+++ Extracted material
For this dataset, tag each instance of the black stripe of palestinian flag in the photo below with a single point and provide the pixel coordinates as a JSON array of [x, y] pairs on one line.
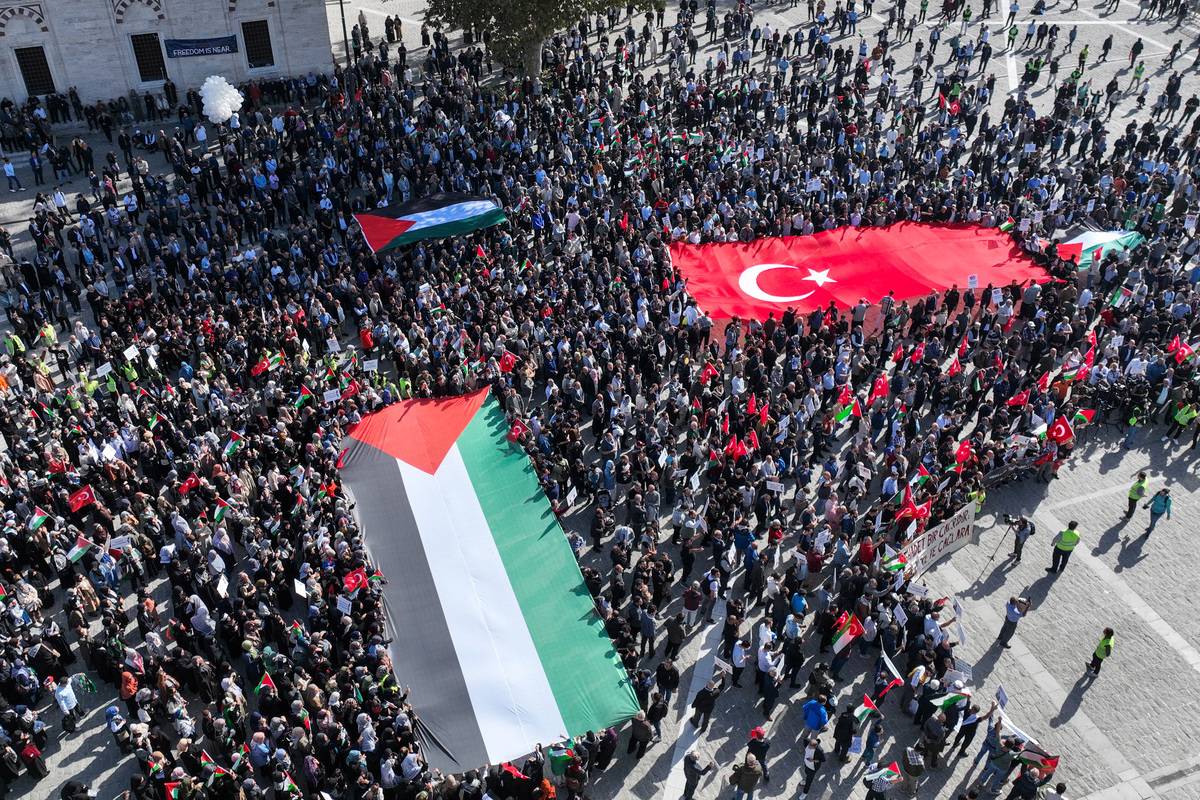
[[496, 631], [430, 217]]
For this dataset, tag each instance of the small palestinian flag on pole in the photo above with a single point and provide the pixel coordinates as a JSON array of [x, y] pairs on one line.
[[853, 409], [304, 397], [81, 547], [847, 629], [37, 519], [235, 441], [892, 773], [431, 217], [1035, 756], [208, 759], [267, 683], [865, 709]]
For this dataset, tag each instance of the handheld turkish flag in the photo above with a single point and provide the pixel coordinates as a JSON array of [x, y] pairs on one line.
[[1060, 431], [754, 280], [1019, 398], [355, 579], [81, 498]]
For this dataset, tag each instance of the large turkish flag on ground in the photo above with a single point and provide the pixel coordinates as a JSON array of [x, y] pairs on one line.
[[755, 278]]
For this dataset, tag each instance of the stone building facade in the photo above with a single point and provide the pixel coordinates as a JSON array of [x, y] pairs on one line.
[[105, 48]]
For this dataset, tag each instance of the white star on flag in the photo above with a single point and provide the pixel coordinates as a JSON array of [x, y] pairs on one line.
[[820, 277]]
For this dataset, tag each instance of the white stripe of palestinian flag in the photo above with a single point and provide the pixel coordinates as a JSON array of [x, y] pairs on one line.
[[449, 214], [504, 677]]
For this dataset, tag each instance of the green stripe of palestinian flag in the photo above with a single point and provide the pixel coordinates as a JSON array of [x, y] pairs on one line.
[[432, 217], [513, 653], [1092, 246]]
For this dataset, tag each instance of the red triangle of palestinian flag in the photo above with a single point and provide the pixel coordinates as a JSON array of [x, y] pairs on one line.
[[430, 217], [447, 500]]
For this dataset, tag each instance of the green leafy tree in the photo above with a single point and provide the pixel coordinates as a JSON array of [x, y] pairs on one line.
[[519, 28]]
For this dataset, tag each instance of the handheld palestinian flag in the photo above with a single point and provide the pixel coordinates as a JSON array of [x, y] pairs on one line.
[[865, 709], [847, 629], [1092, 246], [1035, 756], [208, 759], [1084, 415], [853, 409], [235, 441], [449, 497], [81, 547], [37, 519], [289, 786], [431, 217], [895, 561], [265, 683], [559, 758], [951, 698], [892, 773], [304, 397]]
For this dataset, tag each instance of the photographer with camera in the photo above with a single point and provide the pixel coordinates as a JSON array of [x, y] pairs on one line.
[[1014, 611], [1023, 528]]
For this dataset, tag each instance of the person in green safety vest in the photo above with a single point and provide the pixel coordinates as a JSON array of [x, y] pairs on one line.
[[1103, 650], [1065, 542], [1137, 492]]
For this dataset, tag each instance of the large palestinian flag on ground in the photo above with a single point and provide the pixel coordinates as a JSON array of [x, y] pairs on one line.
[[496, 631], [765, 276], [430, 217], [1092, 246]]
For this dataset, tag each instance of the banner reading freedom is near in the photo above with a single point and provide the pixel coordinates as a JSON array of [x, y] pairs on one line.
[[754, 280], [496, 631], [937, 542]]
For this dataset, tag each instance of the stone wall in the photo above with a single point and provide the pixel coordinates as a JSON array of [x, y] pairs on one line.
[[88, 44]]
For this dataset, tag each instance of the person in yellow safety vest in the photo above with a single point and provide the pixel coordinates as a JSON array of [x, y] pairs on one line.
[[1063, 543], [1183, 416], [1137, 492], [1103, 650], [13, 344]]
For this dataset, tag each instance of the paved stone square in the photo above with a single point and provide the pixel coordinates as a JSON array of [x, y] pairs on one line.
[[1127, 734]]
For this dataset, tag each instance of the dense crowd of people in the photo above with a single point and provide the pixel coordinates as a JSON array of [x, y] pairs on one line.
[[174, 329]]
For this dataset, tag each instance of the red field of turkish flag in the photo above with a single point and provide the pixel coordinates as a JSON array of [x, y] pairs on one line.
[[751, 280]]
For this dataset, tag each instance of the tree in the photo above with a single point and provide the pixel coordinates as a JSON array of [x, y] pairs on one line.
[[519, 28]]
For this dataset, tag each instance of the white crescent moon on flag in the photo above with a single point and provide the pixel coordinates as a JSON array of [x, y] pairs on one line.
[[749, 283]]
++++++
> **Requirement**:
Starting at the line that contains "For this dataset, tag each instance of the red field", quote each remaining line of the entries above, unchanged.

> **The response**:
For this dataset, tag each instance of the red field of turkish flag in the photo above with a single point and provide the pixel coordinates as a JSON array of [x, y] pairs on one line.
[[751, 280]]
For this dataset, tag each instance of the tree in the photo above with a single point and provide the pixel coordinates as a JSON array of [x, y] pairs on one line.
[[519, 28]]
For this dataset, tag each instance of the white crescent moon on flag in the photo above with a single point and provide the pixel coordinates as a JSON array of [x, y] pairs on one line.
[[749, 283]]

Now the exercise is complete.